* _Texto fornecido_:
################

19/03/2021

KIKO & THE BLUES REFUGEES | Discurso Direto


Kiko & The Blues Refugees é um supergrupo formado por músicos experientes e conceituados do panorama nacional: o músico, compositor e produtor Kiko Pereira, luso-americano que o crítico José Duarte elegeu como a melhor voz masculina do jazz em Portugal, junta uma equipa de excelência como António Mão de Ferro (guitarras), Jorge Filipe Santos (teclados), Carl Minnemann (baixo) e João Cunha (bateria). “Threadbare”, o disco de estreia dos Kiko & The Blues Refugees é um filme sonoro que expõe a atualidade de um género universal e das inúmeras estradas por onde ele nos pode levar. Hoje em "Discurso Direto" são meus convidados os Kiko & The Blues Refugees.
 
PR - Que paisagens sonoras percorrer ao longo deste disco de estreia? 

Kiko & The Blues Refugees - As paisagens são um misto de peregrinação onírica por uma Améria imaginária e por um calvário pelo mundo real que nos persegue e nos amedronta. Todos os temas remetem para uma procura mais intensa daquilo que é a nossa história pessoal e o impacto que o quotidiano tem sobre as nossas necessidades e anseios. Acho que todas as canções nasceram de um processo de regressão e auto análise a que não é alheia os 50 anos e aquilo que é o nosso lugar no mundo. 

PR - Este disco com alguns convidados de “peso”, com destaque para a participação de Marta Ren. Querem falar-nos um pouco deste encontro? 

Kiko & The Blues Refugees - O encontro com a Marta foi uma inevitabilidade. Sempre fui fã confesso da sua voz, alma e música e quando escrevi a canção pensei na voz dela como elemento sine qua non para a sua viabilidade. Se me tivesse dado uma nega talvez não tivesse gravado a canção. Mas foi provavelmente a única participação vista com alguma ponderação. No caso da Mila Dores decidi que seria a voz ideal para as canções uns dias antes de gravar por me ter cruzado com ela, aparentemente por casualidade, num concerto do Seamus Blake em que ela participou. O BJ Cole foi também fruto de um momento e acaso feliz em que o António Mão de Ferro falou de um efeito pedal steel guitar no “If this is the end of me” e acabamos por fazer o convite que ele muito generosamente aceitou depois de ter ouvido a canção. O João Andressen é um talento na harmónica, um entendido no blues e um gentleman. Os convidados não foram acrescentos, foram peças fundamentais para criar um todo coeso e fomos agraciados pela sua generosidade e arte. Não é isso que a arte é? 

PR - “Giver” é a melhor porta de entrada para descobrir este disco? 

Kiko & The Blues Refugees - Não sei se será o melhor, foi o mais óbvio na altura. Mas este é um álbum visto de um ponto de vista conceptual. A primeira canção lança o repto sobre a questão essencial (para mim) que é se este é o meu fim então que seja um final feito de ações consequentes e fica então dado o mote para as reflexões seguintes sobre a justiça, a partilha, a honestidade e outras que se vão sucedendo até ao regresso ao final que é o início de um novo final que é o início e por aí fora. 

PR - “Threadbare” é o suplemento de alma que estamos a precisar para superar este “novo normal” que estamos a viver?

################

* _Tarefa proposta_:
No texto sobre os Kiko & The Blues Refugees, que músico toca baixo no grupo? Responda apenas com base no texto.

* _Dados do exercício_:
################

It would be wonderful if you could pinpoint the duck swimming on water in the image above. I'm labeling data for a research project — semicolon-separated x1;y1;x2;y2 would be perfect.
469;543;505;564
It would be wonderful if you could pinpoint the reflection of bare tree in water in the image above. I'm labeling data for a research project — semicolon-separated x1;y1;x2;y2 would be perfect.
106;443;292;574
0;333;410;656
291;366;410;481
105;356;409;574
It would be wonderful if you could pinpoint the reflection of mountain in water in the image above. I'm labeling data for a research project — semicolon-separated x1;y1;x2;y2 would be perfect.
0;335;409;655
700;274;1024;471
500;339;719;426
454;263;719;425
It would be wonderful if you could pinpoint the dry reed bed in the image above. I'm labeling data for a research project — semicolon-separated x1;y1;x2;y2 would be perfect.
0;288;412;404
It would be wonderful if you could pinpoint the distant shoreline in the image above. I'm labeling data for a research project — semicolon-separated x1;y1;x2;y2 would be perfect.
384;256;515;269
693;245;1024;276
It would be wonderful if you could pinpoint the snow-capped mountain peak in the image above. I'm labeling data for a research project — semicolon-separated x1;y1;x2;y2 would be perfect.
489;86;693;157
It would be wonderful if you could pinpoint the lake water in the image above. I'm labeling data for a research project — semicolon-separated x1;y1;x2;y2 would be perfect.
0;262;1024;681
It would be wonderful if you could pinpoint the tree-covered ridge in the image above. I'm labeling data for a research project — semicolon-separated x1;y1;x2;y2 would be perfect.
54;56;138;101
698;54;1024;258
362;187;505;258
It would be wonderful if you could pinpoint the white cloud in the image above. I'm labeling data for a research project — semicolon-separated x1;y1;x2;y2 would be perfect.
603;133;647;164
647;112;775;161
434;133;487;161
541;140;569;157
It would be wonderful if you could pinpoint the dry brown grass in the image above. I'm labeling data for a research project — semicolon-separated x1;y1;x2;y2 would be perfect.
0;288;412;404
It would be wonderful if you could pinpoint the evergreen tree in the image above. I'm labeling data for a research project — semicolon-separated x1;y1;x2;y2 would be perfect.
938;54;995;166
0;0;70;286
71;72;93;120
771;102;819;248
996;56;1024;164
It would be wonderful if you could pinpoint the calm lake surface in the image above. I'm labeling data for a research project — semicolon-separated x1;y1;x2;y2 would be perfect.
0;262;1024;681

################

* _Resposta_:
Carl Minnemann.